課題: 後に示すアメリカのがん治療についての対談記事を、全文一字も変えずに返すこと。

原文:
------

ファイナンシャルフィールド / 2018年12月27日 10時0分

メディエゾン代表 上野美和さんに聞く 第2回 チームで治療するアメリカの病院

人生100年時代と言われるようになりましたが、はたして私たちはビジョンを持って「人生100年」を受け止めているでしょうか?   この対談企画では、様々な分野の方にお話をお聞きし、人生100年のビジョンを読者のみなさんと作り上げていきたいと考えています。今回は、日本とアメリカの医療をつなぐメディエゾン代表上野美和さんより、アメリカのがん治療についてお話を伺いました。  

アメリカでは患者さんを中心にしてのチーム医療が徹底される

山中:上野さんが提供されているアメリカのセカンドオピニオンサービスは、どちらの病院が協力されているんですか?
 
上野:実際に渡米してうけるセカンドオピニオンはMDアンダーソンがんセンター、日本でセカンドオピニオンを待つサービスは、ニューヨークメモリアルスローンケタリングがんセンターです。アメリカでは、US NEWS & WORLD REPORT が毎年アメリカ全土の5000病院の中から疾病毎にベストホスピタルを選ぶのですが、いずれも、がんの分野で1位、2位を取得する権威ある病院です。

------

調査対象データ:
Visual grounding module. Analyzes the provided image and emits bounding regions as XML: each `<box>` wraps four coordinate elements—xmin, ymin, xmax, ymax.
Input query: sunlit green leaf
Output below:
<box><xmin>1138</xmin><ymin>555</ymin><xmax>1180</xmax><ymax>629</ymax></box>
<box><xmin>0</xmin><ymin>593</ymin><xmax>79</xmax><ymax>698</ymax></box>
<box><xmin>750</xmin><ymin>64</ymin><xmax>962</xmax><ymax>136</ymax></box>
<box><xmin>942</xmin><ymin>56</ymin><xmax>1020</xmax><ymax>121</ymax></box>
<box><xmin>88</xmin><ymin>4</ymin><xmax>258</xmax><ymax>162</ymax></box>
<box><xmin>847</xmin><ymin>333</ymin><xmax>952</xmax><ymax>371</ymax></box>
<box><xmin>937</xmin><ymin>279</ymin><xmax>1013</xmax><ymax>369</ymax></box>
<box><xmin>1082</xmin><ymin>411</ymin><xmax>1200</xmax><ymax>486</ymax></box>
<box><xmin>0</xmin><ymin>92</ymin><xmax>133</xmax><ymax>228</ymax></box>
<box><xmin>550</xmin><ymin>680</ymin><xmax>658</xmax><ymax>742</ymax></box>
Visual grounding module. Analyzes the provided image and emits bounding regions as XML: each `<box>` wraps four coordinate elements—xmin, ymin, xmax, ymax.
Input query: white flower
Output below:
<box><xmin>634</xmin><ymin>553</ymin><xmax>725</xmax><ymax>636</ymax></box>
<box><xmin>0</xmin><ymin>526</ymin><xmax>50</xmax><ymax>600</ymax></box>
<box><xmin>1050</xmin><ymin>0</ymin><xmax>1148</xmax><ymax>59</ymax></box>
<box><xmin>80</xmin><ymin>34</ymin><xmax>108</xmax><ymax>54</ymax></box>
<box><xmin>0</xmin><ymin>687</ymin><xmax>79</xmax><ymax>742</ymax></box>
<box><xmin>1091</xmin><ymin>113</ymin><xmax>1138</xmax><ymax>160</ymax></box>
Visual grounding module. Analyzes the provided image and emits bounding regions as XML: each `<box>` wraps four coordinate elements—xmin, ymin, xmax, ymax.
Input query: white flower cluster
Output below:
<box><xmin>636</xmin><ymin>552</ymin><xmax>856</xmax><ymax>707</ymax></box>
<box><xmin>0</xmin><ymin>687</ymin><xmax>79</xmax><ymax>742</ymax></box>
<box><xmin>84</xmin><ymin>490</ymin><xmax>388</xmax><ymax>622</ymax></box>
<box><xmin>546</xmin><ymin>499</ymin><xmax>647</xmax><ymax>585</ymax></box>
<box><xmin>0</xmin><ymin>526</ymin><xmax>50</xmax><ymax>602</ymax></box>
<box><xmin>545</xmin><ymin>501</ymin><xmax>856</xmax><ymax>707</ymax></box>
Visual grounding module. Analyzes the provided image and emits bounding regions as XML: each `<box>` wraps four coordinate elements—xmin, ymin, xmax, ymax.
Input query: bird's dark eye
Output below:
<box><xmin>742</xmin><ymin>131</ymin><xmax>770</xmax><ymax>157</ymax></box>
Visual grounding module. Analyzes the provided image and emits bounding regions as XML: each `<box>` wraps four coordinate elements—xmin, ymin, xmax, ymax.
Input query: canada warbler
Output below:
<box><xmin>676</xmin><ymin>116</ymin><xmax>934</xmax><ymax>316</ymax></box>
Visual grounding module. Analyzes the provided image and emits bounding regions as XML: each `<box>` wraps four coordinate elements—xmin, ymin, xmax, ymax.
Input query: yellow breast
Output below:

------

出力結果:
ファイナンシャルフィールド / 2018年12月27日 10時0分

メディエゾン代表 上野美和さんに聞く 第2回 チームで治療するアメリカの病院

人生100年時代と言われるようになりましたが、はたして私たちはビジョンを持って「人生100年」を受け止めているでしょうか?   この対談企画では、様々な分野の方にお話をお聞きし、人生100年のビジョンを読者のみなさんと作り上げていきたいと考えています。今回は、日本とアメリカの医療をつなぐメディエゾン代表上野美和さんより、アメリカのがん治療についてお話を伺いました。  

アメリカでは患者さんを中心にしてのチーム医療が徹底される

山中:上野さんが提供されているアメリカのセカンドオピニオンサービスは、どちらの病院が協力されているんですか?
 
上野:実際に渡米してうけるセカンドオピニオンはMDアンダーソンがんセンター、日本でセカンドオピニオンを待つサービスは、ニューヨークメモリアルスローンケタリングがんセンターです。アメリカでは、US NEWS & WORLD REPORT が毎年アメリカ全土の5000病院の中から疾病毎にベストホスピタルを選ぶのですが、いずれも、がんの分野で1位、2位を取得する権威ある病院です。